§ Exercise input
== == ==

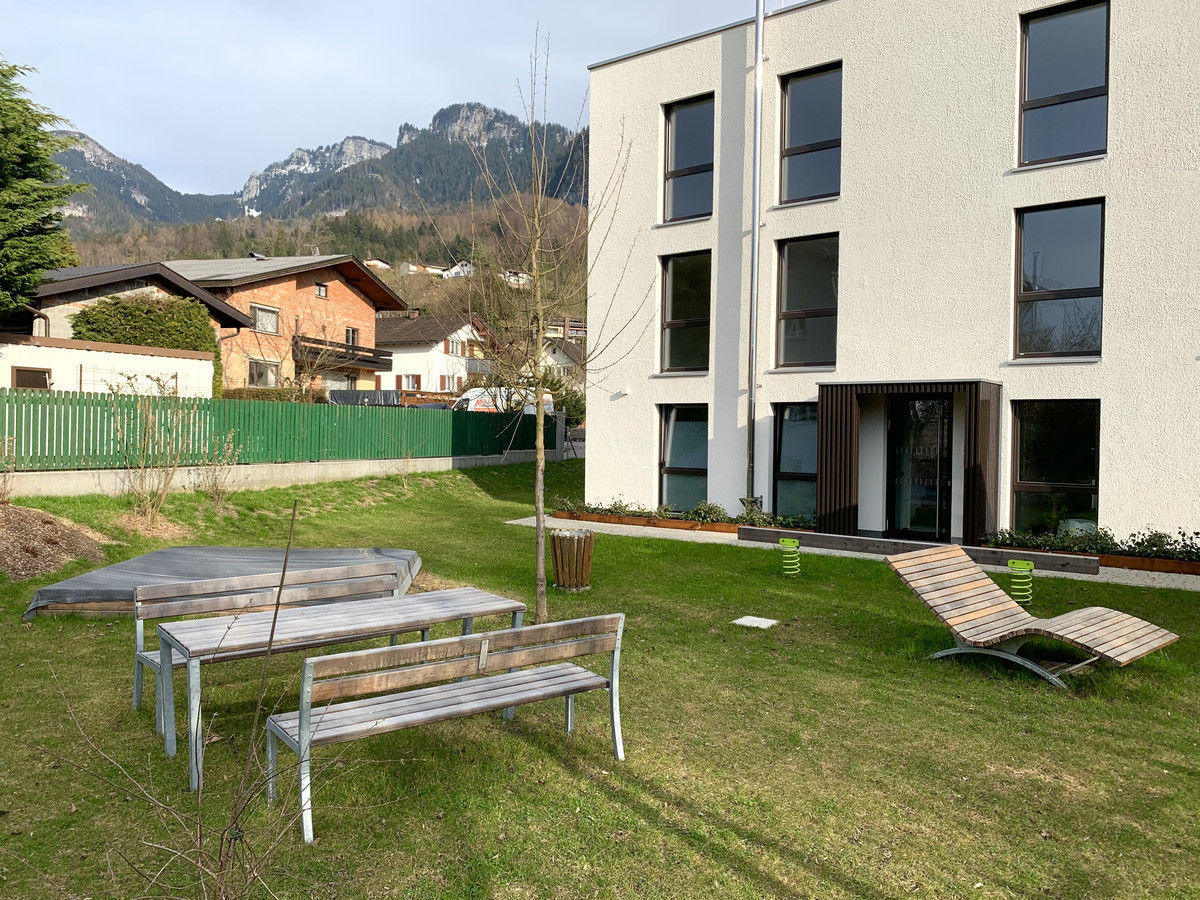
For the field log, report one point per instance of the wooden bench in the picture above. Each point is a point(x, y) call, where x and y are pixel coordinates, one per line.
point(465, 669)
point(213, 597)
point(987, 621)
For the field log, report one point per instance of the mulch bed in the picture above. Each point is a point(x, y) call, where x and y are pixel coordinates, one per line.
point(34, 543)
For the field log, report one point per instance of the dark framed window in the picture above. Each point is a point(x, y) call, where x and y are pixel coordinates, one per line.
point(796, 460)
point(808, 301)
point(31, 378)
point(1060, 300)
point(1056, 449)
point(683, 461)
point(687, 309)
point(1065, 83)
point(267, 321)
point(263, 373)
point(689, 163)
point(811, 153)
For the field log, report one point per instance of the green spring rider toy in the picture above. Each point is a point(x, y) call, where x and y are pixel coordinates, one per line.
point(1021, 586)
point(791, 551)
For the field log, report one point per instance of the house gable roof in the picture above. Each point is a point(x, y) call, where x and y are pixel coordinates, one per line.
point(423, 330)
point(249, 270)
point(67, 281)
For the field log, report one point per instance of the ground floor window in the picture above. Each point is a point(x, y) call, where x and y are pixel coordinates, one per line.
point(263, 373)
point(796, 460)
point(683, 465)
point(31, 378)
point(1056, 477)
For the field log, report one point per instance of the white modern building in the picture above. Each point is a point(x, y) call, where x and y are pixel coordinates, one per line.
point(977, 275)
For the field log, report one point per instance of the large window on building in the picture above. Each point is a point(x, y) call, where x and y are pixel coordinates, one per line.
point(689, 165)
point(683, 467)
point(811, 165)
point(796, 460)
point(1065, 106)
point(1059, 297)
point(808, 301)
point(1056, 477)
point(687, 307)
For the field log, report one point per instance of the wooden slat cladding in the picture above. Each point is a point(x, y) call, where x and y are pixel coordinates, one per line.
point(838, 436)
point(838, 426)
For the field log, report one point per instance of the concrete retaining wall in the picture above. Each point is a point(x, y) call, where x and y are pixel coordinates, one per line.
point(112, 481)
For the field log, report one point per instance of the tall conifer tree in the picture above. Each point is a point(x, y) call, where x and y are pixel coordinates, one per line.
point(33, 192)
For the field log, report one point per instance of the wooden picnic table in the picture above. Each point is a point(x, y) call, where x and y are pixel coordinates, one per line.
point(297, 629)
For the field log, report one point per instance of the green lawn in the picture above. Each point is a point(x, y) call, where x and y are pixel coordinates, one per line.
point(826, 757)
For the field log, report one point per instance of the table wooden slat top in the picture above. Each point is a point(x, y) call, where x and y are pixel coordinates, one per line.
point(357, 619)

== == ==

Rewrite the stretch of items from the line containing "of the concrete" through the end of the items, changing every "wooden" to "timber" and leaving all else as it stands.

§ Full solution
For the field log, report one point per instance of the concrete retaining wall in the picture above. Each point is a point(x, y) call, where x and y are pixel coordinates, one per line.
point(112, 481)
For the field log, report one point per instance of the tall conifer tree in the picture above. Each point is a point(x, y) call, where x and y are pixel coordinates, one per line.
point(33, 192)
For the field log, report one point per instance of the timber picnic table in the picture above. Each point is a point(x, y) call, where x and y are pixel coordinates, one per line.
point(297, 629)
For the field log, report one point per instance of the green lawn in the picture above. Each point is a point(x, y) call, where x and y are pixel coordinates, one per line.
point(826, 757)
For the field log, report one point per instance of the table timber slat top in the picture above. Each point is a point(x, y) call, where x and y are pixel coordinates, one per line.
point(357, 619)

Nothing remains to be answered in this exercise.